Copy out the listing from the line that contains "Where can the building" through the line that contains "Target: green leaf", both of those lines included, keeping every request line. Shift each coordinate in the answers by adding -125 to it.

begin Data supplied

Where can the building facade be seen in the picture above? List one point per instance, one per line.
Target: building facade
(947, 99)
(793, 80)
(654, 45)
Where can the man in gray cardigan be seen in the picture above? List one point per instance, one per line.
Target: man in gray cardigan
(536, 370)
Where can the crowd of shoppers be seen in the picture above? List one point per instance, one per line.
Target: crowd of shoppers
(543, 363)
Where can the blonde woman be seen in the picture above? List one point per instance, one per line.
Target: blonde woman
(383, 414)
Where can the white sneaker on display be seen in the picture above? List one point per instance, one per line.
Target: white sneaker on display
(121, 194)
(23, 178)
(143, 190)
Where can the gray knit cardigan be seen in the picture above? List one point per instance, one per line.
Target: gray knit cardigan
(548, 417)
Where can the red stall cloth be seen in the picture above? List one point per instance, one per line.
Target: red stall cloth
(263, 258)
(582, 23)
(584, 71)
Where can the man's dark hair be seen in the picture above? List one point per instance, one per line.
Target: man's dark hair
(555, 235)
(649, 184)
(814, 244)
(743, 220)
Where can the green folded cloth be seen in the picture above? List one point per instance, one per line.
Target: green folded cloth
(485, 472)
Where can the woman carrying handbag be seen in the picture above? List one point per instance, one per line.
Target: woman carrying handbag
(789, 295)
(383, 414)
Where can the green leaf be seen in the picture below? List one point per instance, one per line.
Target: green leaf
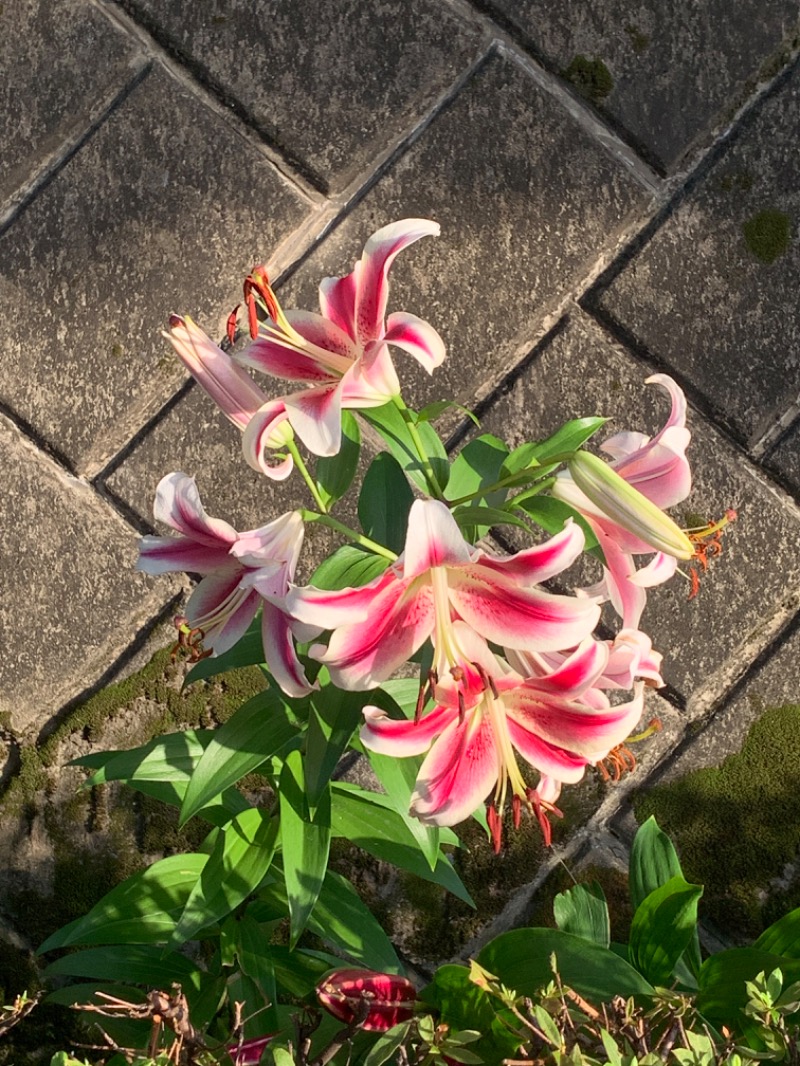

end Data supplied
begin Data supplied

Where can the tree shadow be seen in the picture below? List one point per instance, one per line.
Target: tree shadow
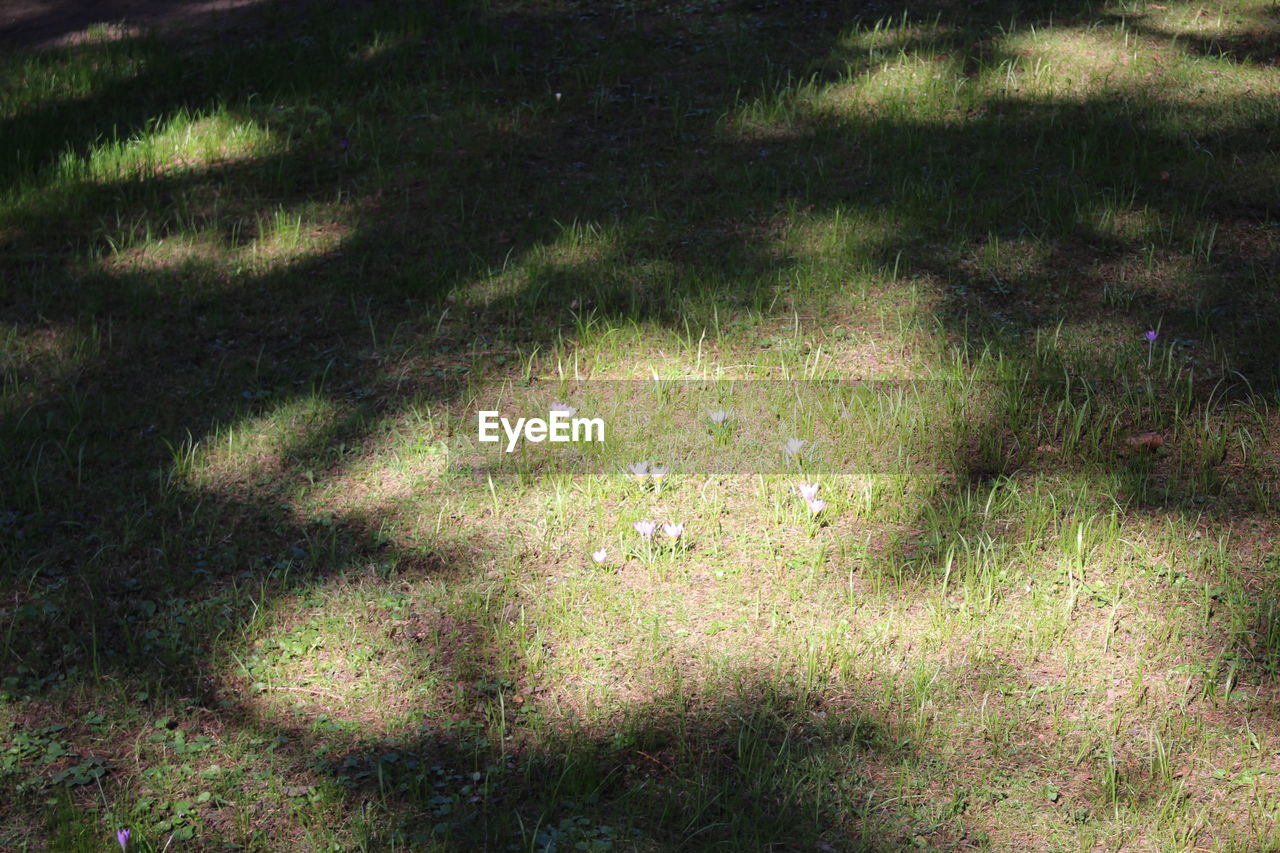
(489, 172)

end Data supplied

- Result of the exercise -
Where can the building facade be seen in the picture above? List one point per instance, one per line.
Target: building facade
(822, -26)
(668, -45)
(529, -80)
Where can the man in gray cardigan be seen in the picture above? List one point per instance, one per line.
Target: man in gray cardigan
(411, 245)
Where can the crowd of shoppers be seen in the picture above? List one point per instance, one per line.
Target: crowd of shoppers
(418, 238)
Where can the blonde woman be seen in the picture above? List one point per instance, one per line.
Target: blonde woman
(258, 289)
Where can the white sneaker on display be seen in the picture above? List one point per instance, one per line.
Target: white sneaker on display
(-4, 69)
(-102, 53)
(18, 65)
Where can the gray knit cardigan be seen in the picture above? List one point per instance, one per line.
Target: gray knit cardigan
(423, 292)
Where can the red stall cloth be seen in the picture above? List one point per instance, one per line.
Target: red stall cloth
(138, 133)
(457, -102)
(459, -54)
Where can the man's dark hair be seen in the picture above? List one point per instance, one per line.
Target: man's dark hair
(430, 110)
(524, 59)
(689, 119)
(618, 95)
Where can the green folded cloth be seen in the picture above? List one point per instance, one per line.
Target: green folded cloth
(360, 347)
Where can the woman carrying handbag be seen in the picture above? List one point per instance, one per line.
Target: woman carrying handbag
(664, 170)
(258, 289)
Where can the green leaf be seen in the picture below? List one point per instance, one per line.
Target: green leaf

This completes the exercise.